Text block

——————————

Pedro Lira also agreed[36] that with these criticisms of Ciccarelli. In the mid-19th century, the Chilean aristocrat possessed little artistic knowledge inherited from the “Precursors of Chilean painting". The complicated nature of his teaching, his over-ambitious neoclassical pretensions, and his lack of flexibility earned him criticism from several of his students, but it also created a new appetite for neoclassical painting in Chile.

Students of Ciccarrelli (1849-1869)[edit]

The outdated neoclassical style developed by Ciccarelli and imposed on his students is manifested in themes which had never been seen before in Chilean painting, like mythology, ancient history and the Classics. Some of his students resisted his teachings, the most prominent being Pedro Lira and Antonio Smith, who, independent of their studies at the academy, developed their own style and gained great recognition. The following are some of the most noteworthy of Ciccarelli’s students:

"Rio Cachapoal" (Cachapoal River), by Antonio Smith. Smith, disappointed with Ciccarelli’s academic rigidity, decided to form his own art workshop to teach landscape painting. Outstanding Chilean artists like Valenzuela Puelma, Lira, Orrego Luco and Pedro León Carmona studied simultaneously with Smith and Ciccarelli, demonstrating that the Academy was not the only place able to teach art in Chile.
  • Pedro Lira:[37] Considered the natural leader of the academy by the book Chilean Painting, 200 years by Ricardo Bindis. Lira is the first and best-known of the four great masters of Chilean painting. Historians like Romera consider him part of the "mid-century generation."
  • Antonio Smith:[38] Romantic painter, creator of the national landscape school and the first Chilean cartoonist. Also worked on the Correo literario (Literature Mail magazine).[39] One of the harshest critics of Ciccarelli.
  • Manuel Antonio Caro:[40] Painter of historical customs and traditions and part of the “precursors of Chilean painting” group. Painter of The Abdication of O'Higgins and Zamacueca.
  • Pascual Ortega:[41] Painted religious and folkloric themes. Similar in style to Ciccarelli.
  • Onofre Jarpa:[42] Romantic painter, landscape painter and diplomat.
  • Cosme San Martín:[43] outstanding artist; would become the first Chilean director of the Chilean Academy.
  • Abraham Zañartu:[44] Generre painter and portraitist.
  • Miguel Campos:[45] Outstanding student of the Academy with a distinguished career as an illustrator in Paris.

In 1859, under the direction of Ciccarelli, the Academy became the School of Fine Arts at the University of Chile, merging with the architecture and sculpture classes already on offer there. During the same year, a new government decree reorganised and divided the sculpture course into two different sections, statues and monuments. In 1869, after 20 years, the Italian finally left his position, leaving the door open for the German Ernesto Kirchbach. Kirchbach imposed a very strict academic teaching style and a new style for his pupils - romanticism.

——————————

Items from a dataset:
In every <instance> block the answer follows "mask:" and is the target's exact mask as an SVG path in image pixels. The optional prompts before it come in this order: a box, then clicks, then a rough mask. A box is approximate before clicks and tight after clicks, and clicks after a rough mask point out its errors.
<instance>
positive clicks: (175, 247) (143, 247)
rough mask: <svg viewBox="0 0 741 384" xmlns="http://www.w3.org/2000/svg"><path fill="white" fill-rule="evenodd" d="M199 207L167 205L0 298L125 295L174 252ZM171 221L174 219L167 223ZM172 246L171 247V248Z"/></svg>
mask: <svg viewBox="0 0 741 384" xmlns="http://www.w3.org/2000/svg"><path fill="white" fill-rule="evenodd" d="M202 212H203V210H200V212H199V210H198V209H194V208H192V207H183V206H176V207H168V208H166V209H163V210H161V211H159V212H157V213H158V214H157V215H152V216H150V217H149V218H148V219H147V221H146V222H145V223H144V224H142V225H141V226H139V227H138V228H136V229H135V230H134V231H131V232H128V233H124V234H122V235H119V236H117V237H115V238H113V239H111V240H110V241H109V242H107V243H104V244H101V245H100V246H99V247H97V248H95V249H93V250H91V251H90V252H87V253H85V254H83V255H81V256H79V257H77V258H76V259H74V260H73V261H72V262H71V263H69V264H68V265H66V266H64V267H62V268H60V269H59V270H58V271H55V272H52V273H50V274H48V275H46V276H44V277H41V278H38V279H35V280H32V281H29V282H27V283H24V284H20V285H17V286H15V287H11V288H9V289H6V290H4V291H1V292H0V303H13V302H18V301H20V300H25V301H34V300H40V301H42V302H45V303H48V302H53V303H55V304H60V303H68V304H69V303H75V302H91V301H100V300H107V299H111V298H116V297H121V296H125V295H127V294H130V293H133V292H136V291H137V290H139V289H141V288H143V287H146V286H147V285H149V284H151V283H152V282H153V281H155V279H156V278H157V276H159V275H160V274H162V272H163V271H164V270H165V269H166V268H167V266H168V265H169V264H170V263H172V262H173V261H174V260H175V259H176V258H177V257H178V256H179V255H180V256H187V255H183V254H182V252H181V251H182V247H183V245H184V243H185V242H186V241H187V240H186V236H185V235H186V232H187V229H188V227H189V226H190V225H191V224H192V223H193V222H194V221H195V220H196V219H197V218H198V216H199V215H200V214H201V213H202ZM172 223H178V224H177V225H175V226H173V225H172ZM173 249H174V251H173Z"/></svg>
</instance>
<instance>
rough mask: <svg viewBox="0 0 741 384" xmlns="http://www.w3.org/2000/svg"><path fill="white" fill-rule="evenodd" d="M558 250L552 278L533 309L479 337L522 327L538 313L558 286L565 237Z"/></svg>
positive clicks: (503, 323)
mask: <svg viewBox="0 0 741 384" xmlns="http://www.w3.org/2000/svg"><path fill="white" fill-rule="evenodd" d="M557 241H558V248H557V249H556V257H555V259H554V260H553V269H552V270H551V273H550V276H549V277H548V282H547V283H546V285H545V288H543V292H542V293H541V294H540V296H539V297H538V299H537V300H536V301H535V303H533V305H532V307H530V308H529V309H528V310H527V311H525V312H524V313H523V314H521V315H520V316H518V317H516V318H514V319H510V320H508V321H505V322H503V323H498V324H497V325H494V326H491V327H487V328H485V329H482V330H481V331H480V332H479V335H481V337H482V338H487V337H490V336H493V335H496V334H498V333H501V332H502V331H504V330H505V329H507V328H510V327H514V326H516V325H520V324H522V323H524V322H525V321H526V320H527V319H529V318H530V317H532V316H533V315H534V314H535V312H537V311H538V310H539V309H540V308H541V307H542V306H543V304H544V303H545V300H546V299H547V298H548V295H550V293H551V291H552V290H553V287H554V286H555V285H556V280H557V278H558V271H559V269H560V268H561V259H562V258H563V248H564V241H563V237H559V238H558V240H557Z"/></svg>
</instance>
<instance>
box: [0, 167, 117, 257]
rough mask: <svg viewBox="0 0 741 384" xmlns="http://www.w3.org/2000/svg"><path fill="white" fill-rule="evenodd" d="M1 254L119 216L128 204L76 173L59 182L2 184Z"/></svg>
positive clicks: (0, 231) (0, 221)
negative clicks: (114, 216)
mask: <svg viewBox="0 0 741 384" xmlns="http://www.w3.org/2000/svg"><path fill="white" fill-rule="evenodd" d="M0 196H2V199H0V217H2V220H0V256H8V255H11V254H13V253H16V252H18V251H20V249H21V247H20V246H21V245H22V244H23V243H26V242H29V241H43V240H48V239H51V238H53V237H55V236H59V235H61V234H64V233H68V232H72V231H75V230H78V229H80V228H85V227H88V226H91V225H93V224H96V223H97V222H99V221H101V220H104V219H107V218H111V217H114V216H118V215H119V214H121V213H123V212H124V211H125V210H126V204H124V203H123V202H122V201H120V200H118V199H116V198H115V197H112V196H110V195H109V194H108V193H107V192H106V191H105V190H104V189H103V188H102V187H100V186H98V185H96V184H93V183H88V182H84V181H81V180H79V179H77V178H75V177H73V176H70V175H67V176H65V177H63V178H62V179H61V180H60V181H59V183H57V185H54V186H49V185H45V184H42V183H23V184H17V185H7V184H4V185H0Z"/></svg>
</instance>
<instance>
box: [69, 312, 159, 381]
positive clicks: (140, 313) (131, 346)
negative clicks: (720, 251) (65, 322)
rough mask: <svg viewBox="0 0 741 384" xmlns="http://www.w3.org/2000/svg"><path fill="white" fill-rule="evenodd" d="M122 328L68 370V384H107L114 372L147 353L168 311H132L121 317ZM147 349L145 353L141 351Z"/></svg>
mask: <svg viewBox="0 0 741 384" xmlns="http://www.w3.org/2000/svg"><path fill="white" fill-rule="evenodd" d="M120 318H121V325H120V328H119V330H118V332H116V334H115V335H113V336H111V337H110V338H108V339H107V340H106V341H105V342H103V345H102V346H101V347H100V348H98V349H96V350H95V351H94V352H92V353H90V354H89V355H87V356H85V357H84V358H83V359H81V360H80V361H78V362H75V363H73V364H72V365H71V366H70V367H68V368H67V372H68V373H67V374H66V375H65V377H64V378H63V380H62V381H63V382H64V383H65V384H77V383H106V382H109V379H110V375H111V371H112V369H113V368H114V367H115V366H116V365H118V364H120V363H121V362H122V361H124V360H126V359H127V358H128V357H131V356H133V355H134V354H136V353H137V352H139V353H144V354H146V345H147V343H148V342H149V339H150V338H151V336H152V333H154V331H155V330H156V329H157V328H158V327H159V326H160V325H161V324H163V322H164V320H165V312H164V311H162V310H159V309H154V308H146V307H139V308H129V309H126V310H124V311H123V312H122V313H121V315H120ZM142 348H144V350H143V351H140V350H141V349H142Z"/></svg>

——————————

Extend the text on Ciccarelli and the early Chilean art academy, beginning right after its last sentence.

Legacy[edit]

During this period, everything that had given Chilean art its identity before the establishment of the Academy - pre-Columbian art; the educational and socially unifying efforts of colonial art; and the eclecticism of the period of the travelling artists - was lost.

The academy, and therefore painting and sculpture, became a privilege for the upper classes, with pictures that could only be understood by having already seen the work of the European masters.

For historians, this meant that while the early years of the academy saw the first effort made in Chile to improve the quality of the arts, they were also a springboard for several independent artists who tired of academic dogmatism and started to look elsewhere for new styles, techniques and inspiration.

The Academy left a legacy of students who awoke in society an intellectual interest in Chilean art, with groups like "The 13 Generation" and "The Great Chilean Masters" formed mostly by Academy students. Many of the works produced at the academy are now in the hands of private collectors, but are also displayed in Chilean museums and public spaces throughout the country.

The Great Chilean Masters[edit]

El Niño Dormido (The Sleeping Child) by Juan Francisco González
Coquetería (Coquetry) by Alfredo Valenzuela Puelma

The art historian Antonio Romera highlights the four most prominent and important painters in the development of Chilean art in the late 19th and early 20th centuries:

First generation students of the Academy, the four refined their artistic technique in France and took on the role of ‘master’ for other art students. At some point they all moved away from the academy in order to adopt new trends. Despite having deep aesthetic and stylistic differences, they were contemporaries of one another and would have known each other.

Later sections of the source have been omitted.